■ **About this task**
For the data below, give the number of lines containing "black" and nothing more.
Start of Block
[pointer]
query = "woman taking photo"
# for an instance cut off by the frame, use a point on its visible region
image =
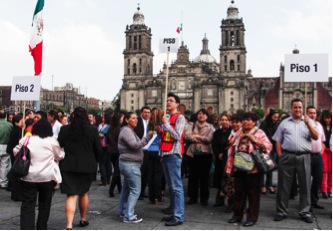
(78, 169)
(130, 161)
(326, 185)
(247, 184)
(201, 135)
(43, 175)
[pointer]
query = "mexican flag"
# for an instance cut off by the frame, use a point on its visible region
(36, 40)
(180, 28)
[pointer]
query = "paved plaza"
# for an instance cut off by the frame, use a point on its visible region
(103, 214)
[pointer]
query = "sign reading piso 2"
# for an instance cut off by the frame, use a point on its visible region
(26, 88)
(306, 68)
(168, 45)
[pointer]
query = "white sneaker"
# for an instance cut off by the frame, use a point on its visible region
(134, 221)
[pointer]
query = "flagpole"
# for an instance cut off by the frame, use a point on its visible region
(23, 116)
(181, 20)
(166, 82)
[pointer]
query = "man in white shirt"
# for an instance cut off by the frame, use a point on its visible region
(52, 117)
(141, 130)
(317, 150)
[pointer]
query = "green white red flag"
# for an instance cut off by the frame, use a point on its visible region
(180, 28)
(36, 40)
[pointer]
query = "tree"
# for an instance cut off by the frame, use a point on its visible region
(116, 103)
(259, 112)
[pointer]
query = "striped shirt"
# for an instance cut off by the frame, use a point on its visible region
(294, 136)
(317, 145)
(176, 134)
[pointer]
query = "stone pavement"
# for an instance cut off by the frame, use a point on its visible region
(103, 214)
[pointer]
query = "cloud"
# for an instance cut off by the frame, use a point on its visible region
(83, 55)
(299, 26)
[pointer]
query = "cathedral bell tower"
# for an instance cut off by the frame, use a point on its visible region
(233, 93)
(138, 64)
(232, 50)
(138, 57)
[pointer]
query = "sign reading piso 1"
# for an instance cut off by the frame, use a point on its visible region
(26, 88)
(169, 45)
(306, 68)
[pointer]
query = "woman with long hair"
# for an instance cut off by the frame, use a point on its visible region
(220, 145)
(104, 160)
(247, 184)
(201, 135)
(43, 175)
(269, 126)
(113, 151)
(15, 136)
(130, 161)
(78, 169)
(326, 185)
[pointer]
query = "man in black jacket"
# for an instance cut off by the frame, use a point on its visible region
(142, 130)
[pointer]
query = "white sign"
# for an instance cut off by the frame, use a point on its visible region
(306, 68)
(26, 88)
(169, 45)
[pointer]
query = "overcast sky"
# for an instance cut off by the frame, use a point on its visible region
(84, 39)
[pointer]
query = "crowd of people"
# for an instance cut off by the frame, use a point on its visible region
(155, 152)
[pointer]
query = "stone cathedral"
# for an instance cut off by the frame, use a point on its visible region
(204, 82)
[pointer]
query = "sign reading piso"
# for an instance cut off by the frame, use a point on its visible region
(25, 88)
(306, 68)
(168, 45)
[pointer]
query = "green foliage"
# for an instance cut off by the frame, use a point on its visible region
(108, 111)
(259, 112)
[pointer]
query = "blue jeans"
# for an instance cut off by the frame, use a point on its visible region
(172, 170)
(131, 188)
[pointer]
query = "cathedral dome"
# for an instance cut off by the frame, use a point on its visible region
(232, 11)
(205, 55)
(138, 18)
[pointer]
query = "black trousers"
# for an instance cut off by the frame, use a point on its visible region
(115, 180)
(155, 176)
(317, 175)
(247, 186)
(199, 177)
(28, 207)
(105, 167)
(144, 172)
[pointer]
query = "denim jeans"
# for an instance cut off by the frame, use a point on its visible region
(105, 167)
(5, 165)
(172, 170)
(131, 188)
(30, 192)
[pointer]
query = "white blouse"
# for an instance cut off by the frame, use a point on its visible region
(44, 153)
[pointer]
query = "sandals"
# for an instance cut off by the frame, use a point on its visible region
(271, 190)
(264, 190)
(83, 223)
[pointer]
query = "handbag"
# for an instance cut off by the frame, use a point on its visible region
(21, 164)
(263, 162)
(104, 144)
(243, 162)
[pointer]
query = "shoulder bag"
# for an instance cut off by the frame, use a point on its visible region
(263, 162)
(243, 162)
(21, 164)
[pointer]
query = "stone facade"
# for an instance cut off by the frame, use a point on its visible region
(203, 82)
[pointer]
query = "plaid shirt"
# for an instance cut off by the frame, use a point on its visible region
(176, 134)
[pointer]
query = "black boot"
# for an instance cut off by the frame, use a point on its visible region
(230, 207)
(219, 201)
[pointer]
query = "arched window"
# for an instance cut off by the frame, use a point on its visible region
(232, 65)
(134, 68)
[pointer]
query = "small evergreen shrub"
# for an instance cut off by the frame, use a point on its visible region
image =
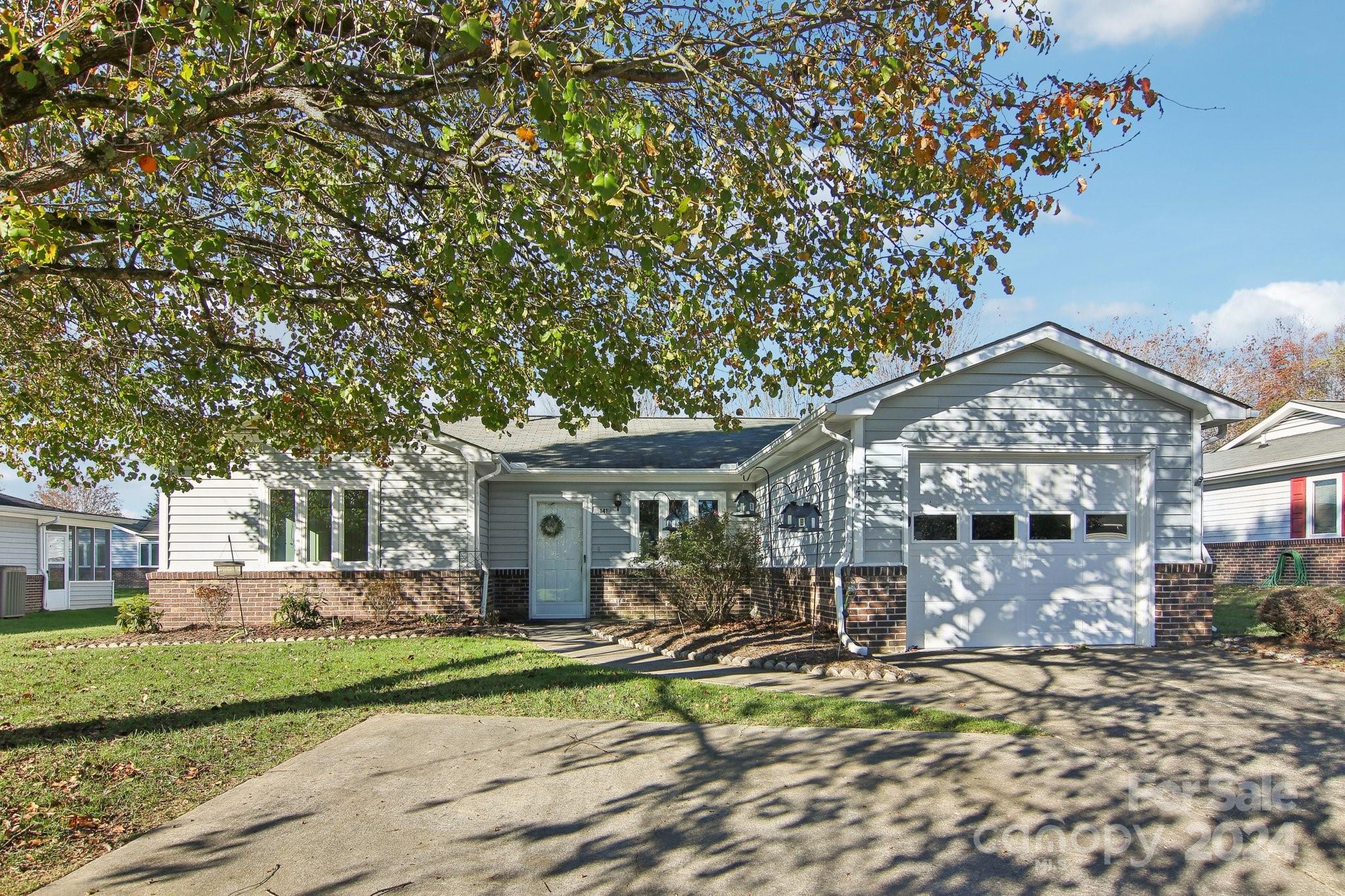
(705, 566)
(382, 598)
(1306, 614)
(298, 610)
(139, 614)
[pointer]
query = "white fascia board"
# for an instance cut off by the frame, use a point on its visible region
(611, 475)
(1055, 339)
(1282, 467)
(1278, 417)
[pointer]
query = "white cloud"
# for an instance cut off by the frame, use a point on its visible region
(1114, 22)
(1095, 312)
(1254, 312)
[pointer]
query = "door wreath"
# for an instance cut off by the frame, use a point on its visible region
(550, 526)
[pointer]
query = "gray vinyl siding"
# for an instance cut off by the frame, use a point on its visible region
(418, 503)
(91, 594)
(19, 543)
(816, 479)
(1254, 509)
(611, 531)
(1029, 399)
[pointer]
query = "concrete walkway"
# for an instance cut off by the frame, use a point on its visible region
(463, 805)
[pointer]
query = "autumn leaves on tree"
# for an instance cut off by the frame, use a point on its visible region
(337, 223)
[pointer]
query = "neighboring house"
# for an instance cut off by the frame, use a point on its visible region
(1043, 489)
(66, 555)
(1278, 488)
(135, 551)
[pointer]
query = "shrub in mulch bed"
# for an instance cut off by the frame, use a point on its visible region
(347, 630)
(782, 643)
(1328, 656)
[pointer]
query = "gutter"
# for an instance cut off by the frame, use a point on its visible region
(838, 572)
(500, 465)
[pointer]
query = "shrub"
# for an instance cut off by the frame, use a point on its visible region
(214, 602)
(299, 610)
(1308, 614)
(705, 566)
(139, 614)
(384, 597)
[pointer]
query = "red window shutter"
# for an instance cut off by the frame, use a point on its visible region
(1298, 508)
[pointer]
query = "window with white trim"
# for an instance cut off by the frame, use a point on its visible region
(323, 524)
(1325, 507)
(651, 511)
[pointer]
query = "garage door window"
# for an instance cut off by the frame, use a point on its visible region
(937, 527)
(1107, 527)
(1051, 527)
(992, 527)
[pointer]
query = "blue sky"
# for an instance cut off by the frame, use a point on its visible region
(1229, 217)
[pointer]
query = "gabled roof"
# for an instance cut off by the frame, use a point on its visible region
(1061, 340)
(1324, 446)
(1297, 406)
(649, 442)
(32, 508)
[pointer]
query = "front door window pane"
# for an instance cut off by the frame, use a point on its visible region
(1325, 507)
(355, 526)
(282, 526)
(320, 526)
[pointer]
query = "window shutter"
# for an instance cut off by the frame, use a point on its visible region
(1298, 508)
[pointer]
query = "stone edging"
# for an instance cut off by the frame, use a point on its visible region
(728, 660)
(179, 644)
(1239, 645)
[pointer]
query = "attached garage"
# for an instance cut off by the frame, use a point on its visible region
(1028, 550)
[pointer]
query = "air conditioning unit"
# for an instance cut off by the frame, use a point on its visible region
(14, 591)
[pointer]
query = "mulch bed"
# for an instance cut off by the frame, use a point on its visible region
(349, 630)
(783, 644)
(1328, 656)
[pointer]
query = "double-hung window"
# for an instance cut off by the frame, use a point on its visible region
(1325, 507)
(93, 555)
(654, 511)
(318, 526)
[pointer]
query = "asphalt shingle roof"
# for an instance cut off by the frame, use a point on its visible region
(1282, 450)
(650, 442)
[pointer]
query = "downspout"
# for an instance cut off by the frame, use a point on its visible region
(477, 535)
(838, 572)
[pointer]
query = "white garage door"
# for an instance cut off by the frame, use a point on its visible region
(1021, 551)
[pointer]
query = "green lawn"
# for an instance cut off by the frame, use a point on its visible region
(1235, 610)
(97, 746)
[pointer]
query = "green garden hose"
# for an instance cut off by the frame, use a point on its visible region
(1278, 575)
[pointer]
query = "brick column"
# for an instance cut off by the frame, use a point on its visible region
(1184, 603)
(876, 608)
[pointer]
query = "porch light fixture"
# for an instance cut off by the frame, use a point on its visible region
(744, 505)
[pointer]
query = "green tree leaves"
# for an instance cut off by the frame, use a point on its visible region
(330, 224)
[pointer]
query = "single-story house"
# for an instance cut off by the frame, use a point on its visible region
(66, 557)
(1043, 489)
(1278, 488)
(135, 551)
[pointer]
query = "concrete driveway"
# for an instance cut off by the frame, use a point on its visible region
(1118, 800)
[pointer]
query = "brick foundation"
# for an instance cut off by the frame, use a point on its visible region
(509, 594)
(1184, 603)
(1252, 562)
(34, 590)
(131, 576)
(428, 591)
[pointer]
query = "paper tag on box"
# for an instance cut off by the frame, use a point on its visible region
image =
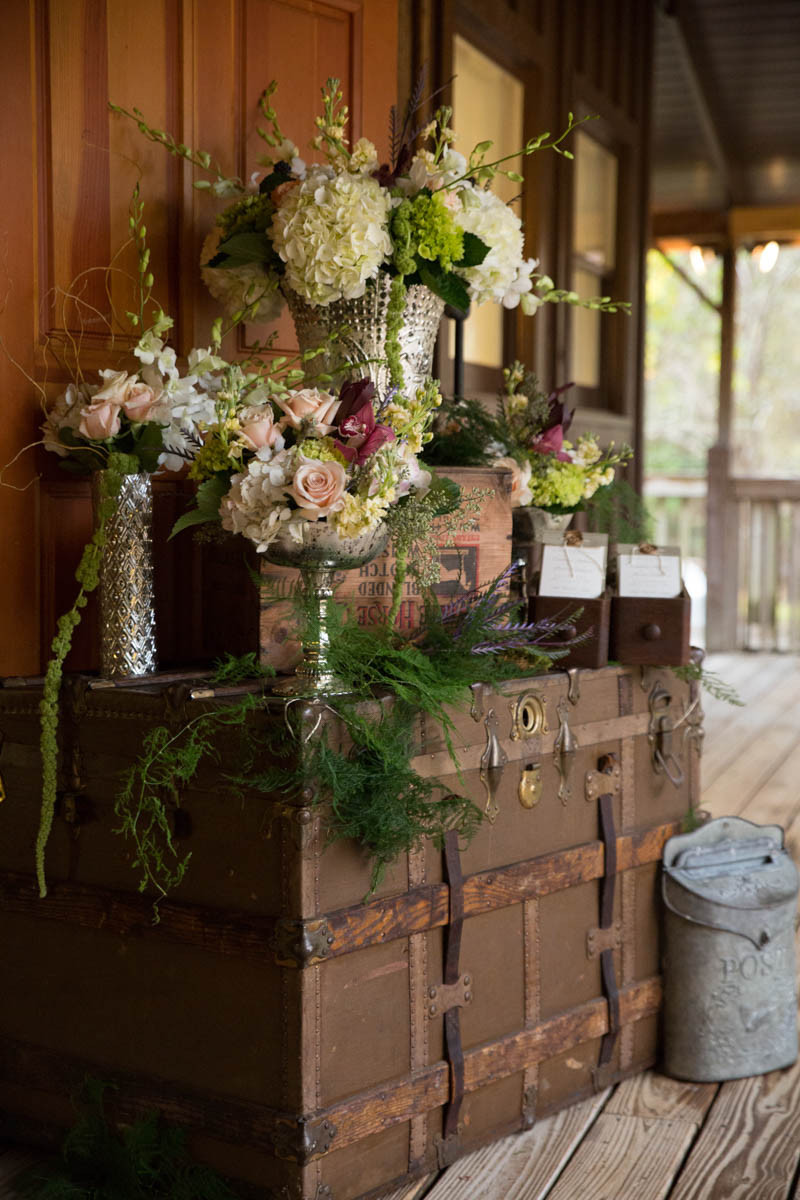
(573, 564)
(647, 570)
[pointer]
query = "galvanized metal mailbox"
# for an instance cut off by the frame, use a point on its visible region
(731, 1006)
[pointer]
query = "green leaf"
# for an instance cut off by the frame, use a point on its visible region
(450, 287)
(208, 498)
(242, 249)
(475, 251)
(445, 495)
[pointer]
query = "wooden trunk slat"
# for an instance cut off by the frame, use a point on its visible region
(750, 1145)
(524, 1165)
(625, 1156)
(382, 921)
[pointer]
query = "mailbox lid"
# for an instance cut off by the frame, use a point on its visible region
(732, 875)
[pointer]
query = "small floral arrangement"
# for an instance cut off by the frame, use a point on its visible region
(324, 231)
(275, 459)
(547, 471)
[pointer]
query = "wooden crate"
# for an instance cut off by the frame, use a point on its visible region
(314, 1045)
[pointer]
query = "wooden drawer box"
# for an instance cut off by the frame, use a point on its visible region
(314, 1045)
(650, 631)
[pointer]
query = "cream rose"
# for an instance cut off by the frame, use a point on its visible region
(139, 402)
(521, 493)
(318, 487)
(100, 421)
(310, 405)
(259, 430)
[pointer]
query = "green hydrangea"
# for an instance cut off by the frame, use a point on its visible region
(423, 227)
(323, 449)
(251, 214)
(559, 484)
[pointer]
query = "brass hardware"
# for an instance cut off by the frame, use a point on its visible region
(493, 761)
(300, 943)
(599, 940)
(446, 996)
(301, 1139)
(480, 691)
(530, 785)
(529, 717)
(607, 780)
(660, 736)
(565, 749)
(529, 1108)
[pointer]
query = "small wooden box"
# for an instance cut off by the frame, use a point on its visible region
(594, 619)
(648, 631)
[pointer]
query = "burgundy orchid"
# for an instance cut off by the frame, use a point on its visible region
(353, 396)
(551, 442)
(559, 414)
(365, 436)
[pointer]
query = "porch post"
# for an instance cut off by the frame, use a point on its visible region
(722, 514)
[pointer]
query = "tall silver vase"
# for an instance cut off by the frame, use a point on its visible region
(320, 556)
(361, 341)
(127, 615)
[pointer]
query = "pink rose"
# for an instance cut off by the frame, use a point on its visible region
(139, 402)
(310, 405)
(100, 421)
(260, 430)
(318, 487)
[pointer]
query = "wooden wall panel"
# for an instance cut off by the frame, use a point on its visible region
(194, 67)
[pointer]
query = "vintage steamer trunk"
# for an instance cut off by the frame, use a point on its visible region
(317, 1047)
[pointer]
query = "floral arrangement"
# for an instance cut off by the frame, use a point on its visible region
(275, 459)
(547, 471)
(325, 231)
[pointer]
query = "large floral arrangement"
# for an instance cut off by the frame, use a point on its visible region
(548, 472)
(326, 229)
(276, 459)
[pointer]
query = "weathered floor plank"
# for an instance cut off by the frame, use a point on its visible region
(651, 1095)
(624, 1156)
(750, 1146)
(522, 1167)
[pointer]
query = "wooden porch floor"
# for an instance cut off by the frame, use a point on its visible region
(653, 1138)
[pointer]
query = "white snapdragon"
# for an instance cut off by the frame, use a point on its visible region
(332, 234)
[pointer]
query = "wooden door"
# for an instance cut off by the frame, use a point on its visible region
(68, 167)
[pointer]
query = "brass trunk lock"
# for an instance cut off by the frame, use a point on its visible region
(530, 785)
(529, 717)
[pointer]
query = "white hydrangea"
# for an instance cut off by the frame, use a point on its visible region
(236, 287)
(485, 215)
(256, 504)
(332, 233)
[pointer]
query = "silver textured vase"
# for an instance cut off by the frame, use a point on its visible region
(127, 617)
(319, 557)
(361, 341)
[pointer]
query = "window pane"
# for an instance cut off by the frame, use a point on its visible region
(487, 106)
(594, 217)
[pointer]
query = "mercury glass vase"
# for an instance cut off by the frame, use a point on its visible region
(127, 616)
(320, 557)
(359, 349)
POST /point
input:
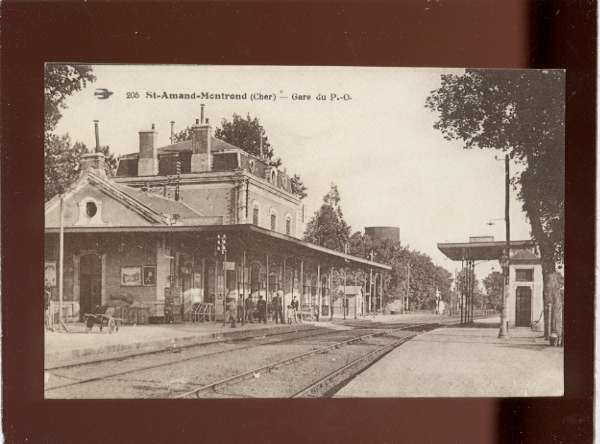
End of Block
■ **Answer section**
3